* [Exercise goal] Could you return every record below exactly as it is written?

* [Record set]
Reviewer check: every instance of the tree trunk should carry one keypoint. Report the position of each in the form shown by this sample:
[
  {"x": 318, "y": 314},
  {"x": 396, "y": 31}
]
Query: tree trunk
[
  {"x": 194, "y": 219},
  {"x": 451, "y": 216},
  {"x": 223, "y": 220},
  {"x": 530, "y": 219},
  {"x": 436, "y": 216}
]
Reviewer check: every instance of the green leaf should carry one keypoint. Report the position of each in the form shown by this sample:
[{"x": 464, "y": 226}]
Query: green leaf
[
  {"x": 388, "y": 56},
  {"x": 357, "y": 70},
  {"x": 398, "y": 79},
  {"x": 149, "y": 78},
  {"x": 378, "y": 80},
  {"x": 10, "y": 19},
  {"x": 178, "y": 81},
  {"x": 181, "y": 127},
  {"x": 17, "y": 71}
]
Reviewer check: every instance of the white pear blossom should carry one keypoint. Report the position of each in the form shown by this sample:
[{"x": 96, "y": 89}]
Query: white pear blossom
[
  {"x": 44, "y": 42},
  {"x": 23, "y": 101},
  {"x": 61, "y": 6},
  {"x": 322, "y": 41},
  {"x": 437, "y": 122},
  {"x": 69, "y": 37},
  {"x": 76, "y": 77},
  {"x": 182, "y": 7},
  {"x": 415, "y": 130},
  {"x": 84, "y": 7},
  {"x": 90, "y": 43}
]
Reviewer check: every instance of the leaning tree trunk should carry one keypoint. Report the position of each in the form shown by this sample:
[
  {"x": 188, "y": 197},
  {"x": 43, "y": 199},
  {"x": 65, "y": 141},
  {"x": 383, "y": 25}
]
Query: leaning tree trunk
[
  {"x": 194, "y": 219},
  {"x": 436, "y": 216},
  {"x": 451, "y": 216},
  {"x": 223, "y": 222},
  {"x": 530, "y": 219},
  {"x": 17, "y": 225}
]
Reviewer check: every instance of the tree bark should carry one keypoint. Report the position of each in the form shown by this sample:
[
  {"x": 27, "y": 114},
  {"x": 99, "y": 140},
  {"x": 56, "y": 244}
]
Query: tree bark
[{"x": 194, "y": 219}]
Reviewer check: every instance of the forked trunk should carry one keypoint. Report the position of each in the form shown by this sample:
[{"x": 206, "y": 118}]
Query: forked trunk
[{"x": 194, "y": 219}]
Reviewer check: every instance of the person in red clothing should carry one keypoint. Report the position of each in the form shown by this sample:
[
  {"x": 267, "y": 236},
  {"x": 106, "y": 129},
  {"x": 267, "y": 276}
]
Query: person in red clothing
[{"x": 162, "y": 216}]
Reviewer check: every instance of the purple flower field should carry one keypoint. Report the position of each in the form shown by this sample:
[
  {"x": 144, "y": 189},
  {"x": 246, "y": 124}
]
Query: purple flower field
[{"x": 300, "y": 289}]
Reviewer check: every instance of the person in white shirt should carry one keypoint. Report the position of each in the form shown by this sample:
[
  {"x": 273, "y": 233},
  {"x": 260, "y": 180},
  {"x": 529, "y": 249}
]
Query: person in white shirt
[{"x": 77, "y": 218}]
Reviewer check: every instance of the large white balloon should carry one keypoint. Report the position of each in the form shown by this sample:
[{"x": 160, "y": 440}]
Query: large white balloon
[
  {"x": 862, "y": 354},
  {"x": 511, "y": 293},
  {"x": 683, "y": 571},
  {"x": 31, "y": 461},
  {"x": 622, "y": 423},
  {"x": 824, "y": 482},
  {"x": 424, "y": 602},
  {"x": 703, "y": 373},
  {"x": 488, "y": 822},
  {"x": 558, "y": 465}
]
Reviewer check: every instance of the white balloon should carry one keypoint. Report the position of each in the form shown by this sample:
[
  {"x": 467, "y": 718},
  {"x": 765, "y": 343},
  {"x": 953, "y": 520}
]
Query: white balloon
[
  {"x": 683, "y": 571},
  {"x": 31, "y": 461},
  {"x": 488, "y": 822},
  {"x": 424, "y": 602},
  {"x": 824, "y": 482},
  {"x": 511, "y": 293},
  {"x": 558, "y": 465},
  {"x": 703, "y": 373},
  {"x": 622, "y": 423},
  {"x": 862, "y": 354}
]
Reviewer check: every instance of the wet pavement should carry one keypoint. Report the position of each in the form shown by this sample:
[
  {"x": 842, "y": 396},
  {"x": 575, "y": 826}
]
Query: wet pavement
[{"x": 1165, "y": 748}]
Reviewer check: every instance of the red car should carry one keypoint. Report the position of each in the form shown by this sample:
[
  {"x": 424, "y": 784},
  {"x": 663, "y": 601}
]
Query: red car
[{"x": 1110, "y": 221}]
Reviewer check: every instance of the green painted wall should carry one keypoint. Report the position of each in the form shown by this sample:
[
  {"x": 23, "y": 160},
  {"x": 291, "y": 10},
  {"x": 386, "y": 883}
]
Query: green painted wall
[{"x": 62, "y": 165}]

* [Output for this task]
Reviewer check: every instance of the tree trunk should carry one keypoint. Report the position of each in the form shown by this sample:
[
  {"x": 318, "y": 314},
  {"x": 396, "y": 31}
]
Query: tree trunk
[
  {"x": 194, "y": 219},
  {"x": 451, "y": 216},
  {"x": 223, "y": 220},
  {"x": 530, "y": 219},
  {"x": 436, "y": 216}
]
Reviewer check: every instance of the green leaf should carry one keypoint. Report the position of each in the form shown by this sample:
[{"x": 464, "y": 226}]
Query: green leaf
[
  {"x": 388, "y": 56},
  {"x": 357, "y": 70},
  {"x": 398, "y": 79},
  {"x": 149, "y": 78},
  {"x": 378, "y": 80},
  {"x": 10, "y": 19},
  {"x": 178, "y": 81},
  {"x": 181, "y": 127},
  {"x": 17, "y": 71}
]
Reviewer check: every instance of the white pear blossom should carry one keypoint. Report the position of each in the form shown by this sample:
[{"x": 96, "y": 89}]
Query: white pear blossom
[
  {"x": 44, "y": 42},
  {"x": 23, "y": 101},
  {"x": 61, "y": 6},
  {"x": 322, "y": 41},
  {"x": 437, "y": 122},
  {"x": 69, "y": 37},
  {"x": 76, "y": 77},
  {"x": 182, "y": 7},
  {"x": 415, "y": 130},
  {"x": 84, "y": 7},
  {"x": 90, "y": 43}
]
Reviewer check: every instance of the leaning tree trunk should carry one keypoint. Report the position of each in the form shown by this sample:
[
  {"x": 188, "y": 197},
  {"x": 43, "y": 199},
  {"x": 65, "y": 141},
  {"x": 383, "y": 25}
]
Query: leaning tree trunk
[
  {"x": 194, "y": 219},
  {"x": 436, "y": 216},
  {"x": 451, "y": 216},
  {"x": 223, "y": 222},
  {"x": 530, "y": 219},
  {"x": 17, "y": 225}
]
Reviewer check: every instance of the tree bark should carry one keypoint. Report the position of each in the form shown by this sample:
[
  {"x": 27, "y": 114},
  {"x": 99, "y": 140},
  {"x": 56, "y": 244}
]
Query: tree bark
[{"x": 194, "y": 219}]
Reviewer check: every instance of the forked trunk should carry one keypoint. Report the position of each in the form shown by this sample:
[{"x": 206, "y": 118}]
Query: forked trunk
[{"x": 194, "y": 219}]
Reviewer check: every instance of the person in red clothing should carry one keypoint. Report the position of each in the form shown by this sample:
[
  {"x": 267, "y": 236},
  {"x": 106, "y": 129},
  {"x": 267, "y": 276}
]
Query: person in red clothing
[{"x": 162, "y": 216}]
Reviewer check: every instance of the purple flower field should carry one keypoint. Report the position of each in the form shown by this sample:
[
  {"x": 144, "y": 189},
  {"x": 246, "y": 124}
]
Query: purple flower field
[{"x": 300, "y": 289}]
Reviewer check: every instance of the person in white shirt should carry one keypoint. Report the position of each in the form shown by this sample:
[
  {"x": 273, "y": 233},
  {"x": 260, "y": 180},
  {"x": 529, "y": 249}
]
Query: person in white shirt
[{"x": 77, "y": 218}]
Reviewer check: every instance of the large white balloon should carry one keypoint. Report the position of each in the form shown by this sample:
[{"x": 160, "y": 440}]
Query: large white balloon
[
  {"x": 862, "y": 354},
  {"x": 511, "y": 293},
  {"x": 683, "y": 571},
  {"x": 31, "y": 461},
  {"x": 622, "y": 423},
  {"x": 824, "y": 482},
  {"x": 424, "y": 602},
  {"x": 703, "y": 373},
  {"x": 488, "y": 822},
  {"x": 558, "y": 465}
]
Reviewer check: every instance of the white balloon should carry one keypoint. Report the position of each in the form shown by this sample:
[
  {"x": 467, "y": 718},
  {"x": 765, "y": 343},
  {"x": 953, "y": 520}
]
Query: white balloon
[
  {"x": 683, "y": 571},
  {"x": 31, "y": 461},
  {"x": 488, "y": 822},
  {"x": 424, "y": 602},
  {"x": 824, "y": 482},
  {"x": 511, "y": 293},
  {"x": 558, "y": 465},
  {"x": 703, "y": 373},
  {"x": 622, "y": 423},
  {"x": 862, "y": 354}
]
Reviewer check: every instance of the wet pavement should carry one keypoint. Report the position of each in the form shown by this sample:
[
  {"x": 842, "y": 396},
  {"x": 575, "y": 826}
]
Query: wet pavement
[{"x": 1165, "y": 748}]
Reviewer check: every instance of the red car should carry one keypoint. Report the position of each in the form shown by this sample:
[
  {"x": 424, "y": 784},
  {"x": 663, "y": 601}
]
Query: red car
[{"x": 1110, "y": 221}]
Reviewer check: every instance of the green painted wall should carry one keypoint. Report the position of each in the form shown by this sample:
[
  {"x": 23, "y": 160},
  {"x": 291, "y": 10},
  {"x": 386, "y": 883}
]
Query: green painted wall
[{"x": 62, "y": 165}]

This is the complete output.